### GIVEN TEXT
=-=-=-=-=
R/format_time.R

Defines functions format_time

Documented in format_time

#' Parse date-time data to numeric time for use in respR functions
#'
#' A function to parse class POSIX.ct or text strings of date-time data to
#' numeric time for use in `respR` functions.
#'
#' Regardless of input, all data are parsed to numeric time data in seconds
#' duration from the first entry starting at 1. If you want the times to start
#' at a different time, a `start` value can be specified, in which case the
#' series starts at that number (in seconds) and all subsequent times are
#' shifted forward by the same amount.
#'
#' ## Input
#'
#' Input can be a vector, or data frame. If a data frame, the column(s) of the
#' date-time data are specified using the `time` input. By default the first
#' column is assumed to contain the date-time data (i.e. `time = 1`).
#'
#' If the date-time data is split over several columns (e.g. date in one column,
#' time in another), multiple columns can be specified (e.g. `time = c(1,2)`).
#' In this case, the `format` setting should reflect the correct order as
#' entered in `time`.
#'
#' ## Time only data
#'
#' Time-only data, that is times which lack an associated date, can also be
#' parsed. Normally, parsing time-only data will cause problems when the times
#' cross midnight (i.e. `00:00:00`). However, the function attempts to identify
#' when this occurs and parse the data correctly.
#'
#' ## Formatting
#'
#' See the \code{\link{lubridate}} package for more detail on acceptable
#' formatting.
=-=-=-=-=
### RAW DATA
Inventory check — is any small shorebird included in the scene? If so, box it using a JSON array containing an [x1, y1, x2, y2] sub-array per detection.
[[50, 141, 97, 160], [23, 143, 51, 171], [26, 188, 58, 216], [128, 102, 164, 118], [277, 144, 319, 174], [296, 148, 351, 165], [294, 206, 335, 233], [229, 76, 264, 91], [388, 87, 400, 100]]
=-=-=-=-=
### WORK INSTRUCTIONS
Repeat the format_time documentation between "#' In this case, the" and "the data correctly.", inclusive, changing "problems" to "errors".

### RESULT FOR THIS TASK
#' In this case, the `format` setting should reflect the correct order as
#' entered in `time`.
#'
#' ## Time only data
#'
#' Time-only data, that is times which lack an associated date, can also be
#' parsed. Normally, parsing time-only data will cause errors when the times
#' cross midnight (i.e. `00:00:00`). However, the function attempts to identify
#' when this occurs and parse the data correctly.